* _Задача 1_: В каком году, согласно тексту о завоеваниях Баязида, Тырновское царство вошло в состав османских владений?
* _Задача 2_: Напишите продолжение текста о завоеваниях Баязида, начиная сразу после его последнего предложения.

* _Фрагмент текста_:
########################################
Почему после победы над сербами Баязид не стал развивать успех? Почему он не присоединил сербские земли к своим владениям, а ограничился изъявлением покорности со стороны Стефана? Неужели в этом виноваты только беспокойные анатолийские беи?
Нет, не только они. После сражения на Косовом поле Западная Европа «проснулась», то есть наконец-то оценила по достоинству османскую угрозу. Европейским правителям стало ясно, что в одиночку против османов им не выстоять. Уже на Косовом поле плечом к плечу с сербами сражались поляки, венгры, валахи и албанцы. В воздухе запахло очередным крестовым походом. К тому же, балканские государства были сильнее Византии, которая во второй половине XIV века держалась лишь за счет своей превосходно укрепленной столицы. Так что нет ничего удивительного в скромности европейских завоеваний Баязида, который «всего-навсего» завершил покорение болгар – их основное царство, называемое Тырновским, Баязид в 1395 году присоединил к своим владением, а небольшое Видинское царство[39] до 1422 года оставалось османским вассалом и потом тоже было присоединено. Попытка завоевания Валахии оказалась удачной только наполовину – Баязиду пришлось довольствоваться установлением сюзеренитета, хотя изначально он собирался добавить к своим владениям еще один пашалык.[40] Валахия имела крайне важное стратегическое значение, ведь она была «ключом» к Венгерскому королевству, которое, в свою очередь, являлось «ключом» ко всей Западной Европе. «Этот мир не настолько велик, чтобы им правили два падишаха», разве не так? Подобно Чингисхану, османские султаны мечтали завоевать весь мир, остановившись у «последнего» моря. Но, как известно, мечты человека – в его голове, а судьба человека – в руках Всевышнего.
########################################
* _Имеющиеся данные_:
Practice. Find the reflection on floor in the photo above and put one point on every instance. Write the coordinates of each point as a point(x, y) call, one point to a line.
########################################
* _Результат 1_: В 1395 году.

* _Результат 2_:
Во византийских владениях Баязидз действовал успешнее, поскольку до Византии европейским державам не было дела. Продолжая стратегию отца, деда и прадеда, Баязид откусывал от Византии кусок за куском, что вызывало сильное беспокойство у императора Иоанна V. Если раньше византийские правители могли тешить себя надеждой на мирное сосуществование с османами, то теперь эти надежды развеялись – даже глупцу было ясно, что государство, проводящее активную территориальную экспансию, не может мириться с существованием в своем тылу потенциально враждебного осколка некогда великой империи. Да, византийцы участвовали в войнах на стороне османов, но в любой момент они могли ударить им в спину. Сознавая свою обреченность, Иоанн Пятый занялся восстановлением и укреплением защитных стен Константинополя, а также начал возводить оборонительные башни у входа в залив Халич.[41] Но не будем забывать, что Иоанн был вассалом Баязида, а вассалам полагалось отдавать сюзерену в заложники своих сыновей, которые служили обеспечением лояльности. Баязид потребовал от Иоанна прекратить работы и разрушить то, что было построено, пригрозив, в случае неповиновения, ослепить сына Иоанна Мануила, пребывавшего в Бурсе в качестве заложника. Иоанн подчинился и спустя несколько дней умер. Узнав о смерти отца, Мануил бежал из Бурсы, благополучно добрался до Константинополя и стал править как император Мануил II.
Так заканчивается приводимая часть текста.